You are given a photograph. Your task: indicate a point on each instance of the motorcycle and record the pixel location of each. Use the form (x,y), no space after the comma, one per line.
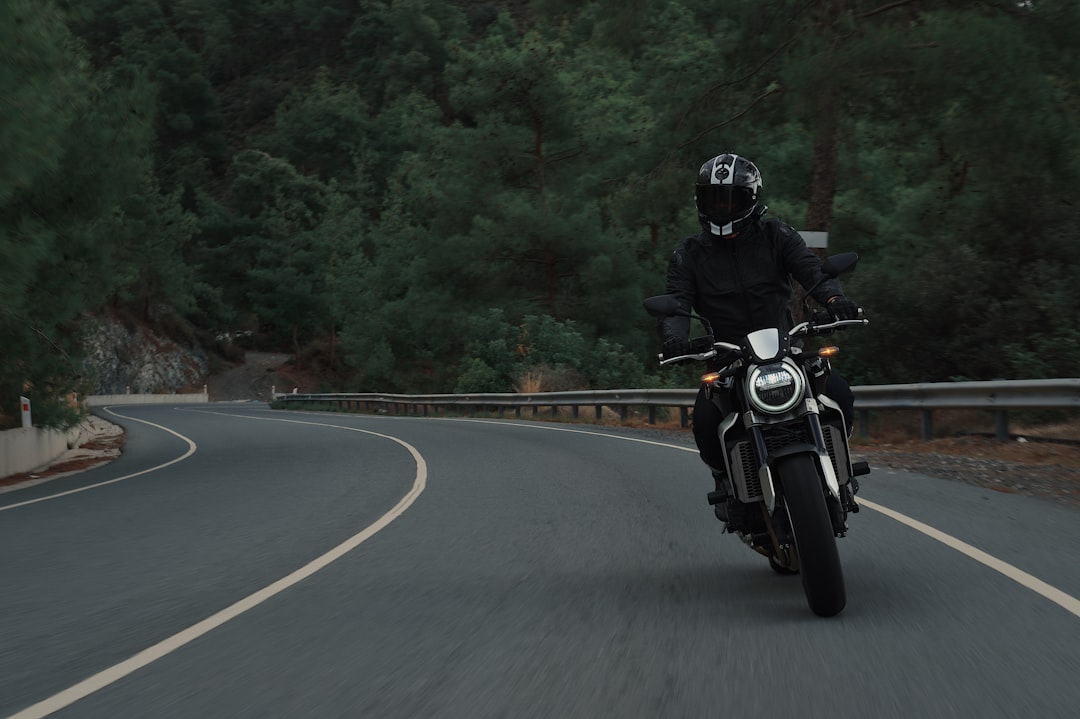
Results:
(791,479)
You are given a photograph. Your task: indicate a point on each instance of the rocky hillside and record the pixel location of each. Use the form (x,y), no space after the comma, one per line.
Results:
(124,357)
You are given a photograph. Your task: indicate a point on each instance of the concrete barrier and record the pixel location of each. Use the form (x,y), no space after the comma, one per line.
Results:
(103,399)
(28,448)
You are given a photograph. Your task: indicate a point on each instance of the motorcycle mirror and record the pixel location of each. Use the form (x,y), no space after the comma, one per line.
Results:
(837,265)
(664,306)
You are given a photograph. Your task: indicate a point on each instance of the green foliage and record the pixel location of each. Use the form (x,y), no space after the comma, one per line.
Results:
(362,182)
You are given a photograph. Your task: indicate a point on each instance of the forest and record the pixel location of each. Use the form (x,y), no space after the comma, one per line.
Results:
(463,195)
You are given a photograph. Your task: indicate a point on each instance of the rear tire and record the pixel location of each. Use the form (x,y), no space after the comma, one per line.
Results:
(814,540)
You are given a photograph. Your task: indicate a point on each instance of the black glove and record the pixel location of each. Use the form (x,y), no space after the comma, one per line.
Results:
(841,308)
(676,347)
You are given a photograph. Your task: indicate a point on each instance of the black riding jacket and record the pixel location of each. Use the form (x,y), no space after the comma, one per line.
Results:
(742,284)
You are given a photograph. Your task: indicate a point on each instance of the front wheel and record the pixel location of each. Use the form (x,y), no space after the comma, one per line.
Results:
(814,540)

...

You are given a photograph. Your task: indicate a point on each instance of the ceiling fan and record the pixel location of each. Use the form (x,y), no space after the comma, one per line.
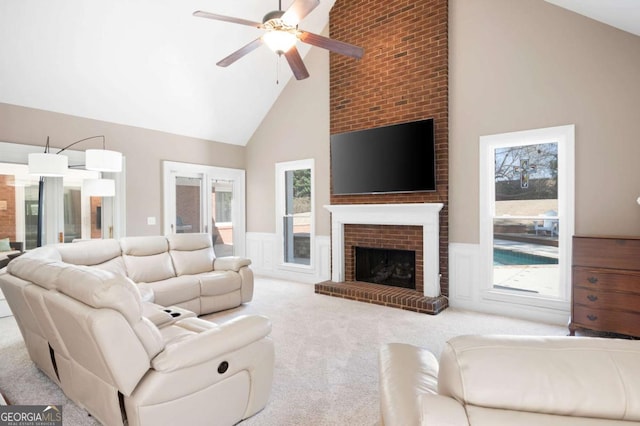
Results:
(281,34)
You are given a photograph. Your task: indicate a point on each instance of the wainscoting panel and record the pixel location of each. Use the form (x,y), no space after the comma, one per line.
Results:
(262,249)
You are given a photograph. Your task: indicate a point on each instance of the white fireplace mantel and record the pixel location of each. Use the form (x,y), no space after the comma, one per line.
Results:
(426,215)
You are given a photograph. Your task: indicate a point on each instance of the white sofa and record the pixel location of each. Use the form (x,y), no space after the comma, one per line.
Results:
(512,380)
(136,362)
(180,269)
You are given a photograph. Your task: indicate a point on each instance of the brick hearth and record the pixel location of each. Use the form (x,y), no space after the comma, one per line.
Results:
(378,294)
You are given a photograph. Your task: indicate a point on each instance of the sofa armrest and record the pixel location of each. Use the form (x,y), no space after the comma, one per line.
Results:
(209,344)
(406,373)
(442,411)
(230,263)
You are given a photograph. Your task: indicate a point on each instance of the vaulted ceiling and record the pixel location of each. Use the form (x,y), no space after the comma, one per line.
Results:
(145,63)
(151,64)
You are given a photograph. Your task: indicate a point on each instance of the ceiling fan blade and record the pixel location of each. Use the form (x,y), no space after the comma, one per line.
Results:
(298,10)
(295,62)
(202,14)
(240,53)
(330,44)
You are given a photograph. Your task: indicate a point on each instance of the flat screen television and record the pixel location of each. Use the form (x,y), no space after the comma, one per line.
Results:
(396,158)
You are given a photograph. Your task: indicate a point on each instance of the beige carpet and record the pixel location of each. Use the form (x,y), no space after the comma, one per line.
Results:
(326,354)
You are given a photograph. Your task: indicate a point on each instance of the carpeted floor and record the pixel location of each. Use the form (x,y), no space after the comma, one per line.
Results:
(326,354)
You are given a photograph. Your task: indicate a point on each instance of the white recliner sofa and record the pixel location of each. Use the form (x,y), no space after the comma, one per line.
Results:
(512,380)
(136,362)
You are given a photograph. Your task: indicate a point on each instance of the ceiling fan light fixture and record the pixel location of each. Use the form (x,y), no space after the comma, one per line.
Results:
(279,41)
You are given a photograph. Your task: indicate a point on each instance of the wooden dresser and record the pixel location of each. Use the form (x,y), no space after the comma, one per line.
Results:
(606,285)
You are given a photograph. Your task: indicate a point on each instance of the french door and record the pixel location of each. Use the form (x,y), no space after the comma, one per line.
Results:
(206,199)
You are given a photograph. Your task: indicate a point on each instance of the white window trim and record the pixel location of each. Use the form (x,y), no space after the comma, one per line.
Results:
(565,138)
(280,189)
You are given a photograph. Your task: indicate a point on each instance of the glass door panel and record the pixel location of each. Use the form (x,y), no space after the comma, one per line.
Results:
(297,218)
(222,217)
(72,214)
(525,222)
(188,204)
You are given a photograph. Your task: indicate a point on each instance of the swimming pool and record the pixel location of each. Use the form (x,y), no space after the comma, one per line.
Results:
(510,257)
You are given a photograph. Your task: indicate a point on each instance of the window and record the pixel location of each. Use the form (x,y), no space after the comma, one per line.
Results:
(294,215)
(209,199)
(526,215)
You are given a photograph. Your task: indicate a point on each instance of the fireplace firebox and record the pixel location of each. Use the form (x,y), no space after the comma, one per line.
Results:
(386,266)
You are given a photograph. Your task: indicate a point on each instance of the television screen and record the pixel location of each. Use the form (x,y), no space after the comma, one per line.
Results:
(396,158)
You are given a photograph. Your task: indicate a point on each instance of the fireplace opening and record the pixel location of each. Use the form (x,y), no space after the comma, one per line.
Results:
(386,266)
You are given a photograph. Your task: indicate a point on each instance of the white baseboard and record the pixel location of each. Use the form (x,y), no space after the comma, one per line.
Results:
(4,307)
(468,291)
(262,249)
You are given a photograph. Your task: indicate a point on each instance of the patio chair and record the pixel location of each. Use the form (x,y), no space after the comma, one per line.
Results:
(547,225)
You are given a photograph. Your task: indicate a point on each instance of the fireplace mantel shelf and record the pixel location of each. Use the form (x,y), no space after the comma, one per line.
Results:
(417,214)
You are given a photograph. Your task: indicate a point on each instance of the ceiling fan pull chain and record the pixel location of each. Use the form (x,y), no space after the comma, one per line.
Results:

→ EXERCISE DIRECTIONS:
How many lines in the records above contain the string "television"? Give only the number.

→ FINISHED EXERCISE:
2